Tareas pendientes |
1. Responde según el texto sobre desapariciones forzadas en democracia:
(a) ¿Qué edad tenía José Luis Franco cuando fue detenido en Rosario?
(b) ¿Cuántas situaciones semejantes más hubo en los años siguientes?
(c) ¿Por qué delito fue condenado a prisión perpetua Alfredo Arrillaga?
2. Retoma el texto sobre desapariciones forzadas en democracia y continúalo a partir de la última oración que aparece.
------ Documento fuente
Desapariciones forzadas en democracia

La desaparición forzada es un delito de lesa humanidad, un crimen de Estado imprescriptible que se sigue cometiendo mientras las víctimas no aparecen, y se profundiza cuando la impunidad las vuelve a desaparecer.

El 24 de diciembre de 1983, José Luis Franco, de 23 años, fue visto cuando era detenido, en la ciudad de Rosario, por el comando radioeléctrico que lo trasladó a la comisaría 11ª. Un hábeas corpus que denunció su desaparición tuvo resultado negativo. Tiempo después, su cuerpo masacrado apareció en un descampado y la policía provincial comunicó que fue “muerto en un enfrentamiento”. Apenas catorce días después de la asunción del presidente Alfonsín, se inauguraba así la lista de personas desaparecidas por las fuerzas de seguridad estatales en democracia, que suma más de 200 casos.

En los años siguientes hubo una docena más de situaciones semejantes, es decir, personas que fueron vistas por última vez cuando eran detenidas o estaban bajo el poder de hecho de las fuerzas de seguridad, cuyos cuerpos fueron desaparecidos en la tortura u otra forma de asesinato bajo custodia. Sin embargo, no se hablaría públicamente de “desaparición de personas” hasta mucho tiempo después, y todavía sin admitir algún grado de sistematicidad de esa modalidad represiva en tiempos de gobiernos constitucionales.

Ni siquiera la desaparición, en enero de 1989, de Iván Ruiz, José Díaz, Carlos Samojedny y Pancho Provenzano tras la represión en el Cuartel de La Tablada –cuidadosamente cajoneada por el secretario ad hoc del Juzgado Federal de Morón, un por entonces ignoto Alberto Nisman– logró ser reconocida como tal hasta hace muy poco tiempo, soslayando incluso las recomendaciones emitidas por la Comisión Interamericana de Derechos Humanos en la causa Abella v. Argentina el 18 de noviembre de 1997, que el Estado argentino incumplió. Fue necesario llegar al juicio oral, que tuvo sentencia en abril de 2019, para probar judicialmente que los cuatro fueron capturados con vida, asesinados y sus cuerpos desaparecidos. La condena a prisión perpetua del ex general del Ejército Alfredo Arrillaga, sin embargo, no fue por el delito de desaparición forzada seguida de muerte, sino por homicidio agravado por alevosía, y hasta hoy no se ha condenado a nadie por las otras tres desapariciones acreditadas.
------------
------ Registros guardados
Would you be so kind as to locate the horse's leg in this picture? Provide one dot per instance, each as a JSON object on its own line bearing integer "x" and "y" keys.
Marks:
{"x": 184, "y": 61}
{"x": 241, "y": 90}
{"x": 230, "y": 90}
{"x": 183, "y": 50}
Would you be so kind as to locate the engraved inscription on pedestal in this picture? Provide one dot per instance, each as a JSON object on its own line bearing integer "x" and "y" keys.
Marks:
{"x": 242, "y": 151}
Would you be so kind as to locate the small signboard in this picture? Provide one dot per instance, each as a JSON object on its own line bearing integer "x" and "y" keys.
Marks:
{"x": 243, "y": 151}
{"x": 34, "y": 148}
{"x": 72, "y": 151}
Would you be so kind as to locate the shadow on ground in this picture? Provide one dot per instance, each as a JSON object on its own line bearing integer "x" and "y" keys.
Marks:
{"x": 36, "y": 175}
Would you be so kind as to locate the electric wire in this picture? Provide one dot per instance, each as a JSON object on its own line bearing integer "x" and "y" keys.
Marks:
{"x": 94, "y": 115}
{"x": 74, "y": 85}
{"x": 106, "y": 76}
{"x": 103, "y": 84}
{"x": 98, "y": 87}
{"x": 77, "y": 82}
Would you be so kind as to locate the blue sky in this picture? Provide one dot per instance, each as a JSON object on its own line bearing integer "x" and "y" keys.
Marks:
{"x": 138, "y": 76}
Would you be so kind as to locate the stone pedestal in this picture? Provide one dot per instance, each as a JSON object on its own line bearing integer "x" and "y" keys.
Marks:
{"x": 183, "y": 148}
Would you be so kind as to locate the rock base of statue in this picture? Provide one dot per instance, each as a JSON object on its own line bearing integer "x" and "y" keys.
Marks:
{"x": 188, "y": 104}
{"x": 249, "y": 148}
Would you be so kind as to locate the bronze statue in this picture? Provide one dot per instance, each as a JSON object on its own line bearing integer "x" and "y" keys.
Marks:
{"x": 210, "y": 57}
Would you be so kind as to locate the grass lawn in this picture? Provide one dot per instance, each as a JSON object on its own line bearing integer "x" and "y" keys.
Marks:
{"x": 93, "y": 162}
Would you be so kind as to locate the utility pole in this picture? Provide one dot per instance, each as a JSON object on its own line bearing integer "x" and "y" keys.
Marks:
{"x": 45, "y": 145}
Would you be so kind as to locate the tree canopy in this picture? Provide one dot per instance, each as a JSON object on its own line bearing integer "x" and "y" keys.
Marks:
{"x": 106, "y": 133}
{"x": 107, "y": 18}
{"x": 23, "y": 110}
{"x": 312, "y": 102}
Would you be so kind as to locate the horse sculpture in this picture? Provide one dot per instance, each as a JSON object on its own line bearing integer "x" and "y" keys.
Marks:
------------
------ Registros guardados
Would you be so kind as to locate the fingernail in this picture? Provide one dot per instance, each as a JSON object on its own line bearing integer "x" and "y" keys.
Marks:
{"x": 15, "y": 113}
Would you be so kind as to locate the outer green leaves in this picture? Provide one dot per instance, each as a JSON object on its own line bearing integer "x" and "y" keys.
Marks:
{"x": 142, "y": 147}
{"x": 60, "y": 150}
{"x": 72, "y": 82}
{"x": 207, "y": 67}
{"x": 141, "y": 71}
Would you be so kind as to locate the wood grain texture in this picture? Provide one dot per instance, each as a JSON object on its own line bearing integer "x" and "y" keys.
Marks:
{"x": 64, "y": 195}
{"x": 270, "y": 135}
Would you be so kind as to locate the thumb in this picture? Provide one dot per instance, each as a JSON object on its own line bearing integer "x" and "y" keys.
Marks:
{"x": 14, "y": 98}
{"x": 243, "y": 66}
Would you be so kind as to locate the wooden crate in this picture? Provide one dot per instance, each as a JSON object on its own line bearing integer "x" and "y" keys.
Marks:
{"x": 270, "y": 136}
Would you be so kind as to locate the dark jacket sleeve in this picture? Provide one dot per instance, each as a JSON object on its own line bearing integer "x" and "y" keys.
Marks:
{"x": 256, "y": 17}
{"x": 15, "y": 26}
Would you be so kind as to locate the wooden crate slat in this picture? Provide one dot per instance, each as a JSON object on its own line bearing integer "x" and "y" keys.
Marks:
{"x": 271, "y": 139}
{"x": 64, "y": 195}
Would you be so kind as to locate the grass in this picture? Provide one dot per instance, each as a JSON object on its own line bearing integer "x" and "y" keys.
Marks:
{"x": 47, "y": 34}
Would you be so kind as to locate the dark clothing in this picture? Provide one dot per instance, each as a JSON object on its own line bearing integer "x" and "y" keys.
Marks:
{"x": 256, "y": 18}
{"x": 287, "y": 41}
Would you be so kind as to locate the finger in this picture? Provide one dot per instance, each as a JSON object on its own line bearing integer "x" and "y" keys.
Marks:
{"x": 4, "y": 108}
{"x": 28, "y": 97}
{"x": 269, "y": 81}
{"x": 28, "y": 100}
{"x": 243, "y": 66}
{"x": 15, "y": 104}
------------
Respuestas esperadas |
1.
(a) 23 años.
(b) Una docena más.
(c) Por homicidio agravado por alevosía.

2.
Un puñado de desapariciones a manos de las fuerzas de seguridad empezaron a taladrar el muro de invisibilización en los 90, en algunos casos a nivel nacional, en otros apenas si local, gracias al impulso de sus familias y de la creciente militancia antirrepresiva: Adolfo Garrido, Raúl Baigorria y Paulo Guardati en Mendoza; Héctor Gómez y Martín Basualdo en Entre Ríos; Andrés Núñez y Miguel Bru en La Plata; Diego Rodríguez Laguens en Jujuy; César Mansilla en Tucumán. Para 1997, cuando la policía mendocina desapareció a Sebastián Bordón en El Nihuil, Mendoza, algunos medios empezaron a desempolvar la palabra DESAPARECIDO, y se repitió, ya en el siglo xxi, con Iván Torres y muchos otros. Sin embargo, solo con la segunda desaparición de Jorge Julio López, en septiembre de 2006, y la de Luciano Arruga, en enero de 2009, se empezó a percibir de manera más masiva que también en democracia desaparecen personas, y fue más rápida la reacción popular cuando fueron desaparecidos Santiago Maldonado, Luis Armando Espinosa y Facundo Astudillo Castro.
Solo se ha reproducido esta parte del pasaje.